## Tantangan 1
Tulis ulang bagian entri yang dibuka dengan baris berisi "In this exercise you will indicate the man's ear" dan berakhir pada akhir entri, dengan mengganti "smiling mouth" menjadi "grinning mouth" tanpa mengubah hal lain.

## Teks Sumber
Rabu, 29 Mei 2013

membudayakan matematika di sekolah

Membudayakan Matematika di Sekolah

Solichan Abdullah  (Widyaiswara Utama  pada LPMP Jawa Timur)
Pendahuluan  
Tidak dapat dipungkiri bahwa masih banyak masyarakat khususnya peserta didik di sekolah memberikan kesannya terhadap matematika sebagai sesuatu yang dianggap seperti ‘monster’ yang menakutkan. Salah satu penyebab diantaranya adalah karena sebagian (besar?) peserta didik memperoleh nilai ulangan atau ujian matematika di sekolahnya kurang memuaskan yang merupakan indikator bahwa matematika sulit dipelajari oleh peserta didik.

## Tantangan 2
Ringkas paragraf dalam artikel tentang membudayakan matematika yang diawali "Tidak dapat dipungkiri" menjadi lebih singkat, dengan tetap memuat fakta utamanya.

## Informasi yang Diberikan
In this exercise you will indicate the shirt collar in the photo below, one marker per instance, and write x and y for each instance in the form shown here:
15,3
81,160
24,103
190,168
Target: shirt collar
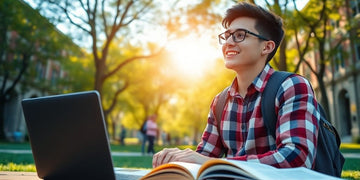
259,82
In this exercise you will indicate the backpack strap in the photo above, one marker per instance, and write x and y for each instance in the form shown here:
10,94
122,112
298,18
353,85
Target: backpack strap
219,109
268,100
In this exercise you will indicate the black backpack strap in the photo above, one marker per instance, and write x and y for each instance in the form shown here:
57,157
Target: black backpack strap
219,109
268,100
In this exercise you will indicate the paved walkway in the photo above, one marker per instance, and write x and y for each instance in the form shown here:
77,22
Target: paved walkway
129,154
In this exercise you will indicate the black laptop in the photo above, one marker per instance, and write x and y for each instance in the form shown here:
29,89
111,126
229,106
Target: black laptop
68,136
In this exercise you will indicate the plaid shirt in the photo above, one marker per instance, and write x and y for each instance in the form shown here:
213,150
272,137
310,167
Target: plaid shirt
245,136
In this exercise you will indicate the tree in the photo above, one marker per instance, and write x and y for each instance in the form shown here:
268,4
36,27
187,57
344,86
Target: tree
316,36
26,40
102,22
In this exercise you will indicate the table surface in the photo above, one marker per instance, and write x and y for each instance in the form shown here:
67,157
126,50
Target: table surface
120,173
18,175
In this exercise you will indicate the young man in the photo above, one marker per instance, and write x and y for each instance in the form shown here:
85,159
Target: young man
250,41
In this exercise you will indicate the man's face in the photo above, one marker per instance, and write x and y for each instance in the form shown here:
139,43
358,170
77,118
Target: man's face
247,53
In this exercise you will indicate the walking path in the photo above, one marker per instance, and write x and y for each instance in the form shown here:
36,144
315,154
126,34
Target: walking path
130,154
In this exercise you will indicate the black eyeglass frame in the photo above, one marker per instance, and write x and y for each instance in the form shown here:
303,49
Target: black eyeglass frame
237,30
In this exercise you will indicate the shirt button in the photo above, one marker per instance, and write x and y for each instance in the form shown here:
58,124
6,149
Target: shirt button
243,127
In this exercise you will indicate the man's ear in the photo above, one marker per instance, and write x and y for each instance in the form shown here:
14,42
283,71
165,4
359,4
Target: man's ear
269,47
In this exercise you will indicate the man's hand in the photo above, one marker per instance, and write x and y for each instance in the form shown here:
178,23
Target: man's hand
174,154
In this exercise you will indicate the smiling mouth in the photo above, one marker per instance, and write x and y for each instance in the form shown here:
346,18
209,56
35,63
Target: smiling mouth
231,53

## Keluaran yang Diharapkan 1
In this exercise you will indicate the man's ear in the photo above, one marker per instance, and write x and y for each instance in the form shown here:
14,42
283,71
165,4
359,4
Target: man's ear
269,47
In this exercise you will indicate the man's hand in the photo above, one marker per instance, and write x and y for each instance in the form shown here:
178,23
Target: man's hand
174,154
In this exercise you will indicate the grinning mouth in the photo above, one marker per instance, and write x and y for each instance in the form shown here:
346,18
209,56
35,63
Target: grinning mouth
231,53

## Keluaran yang Diharapkan 2
Banyak orang, terutama peserta didik, masih memandang matematika sebagai "monster" yang menakutkan. Salah satu penyebabnya adalah nilai ulangan atau ujian matematika sebagian peserta didik yang kurang memuaskan. Hal ini menjadi indikator bahwa matematika sulit dipelajari.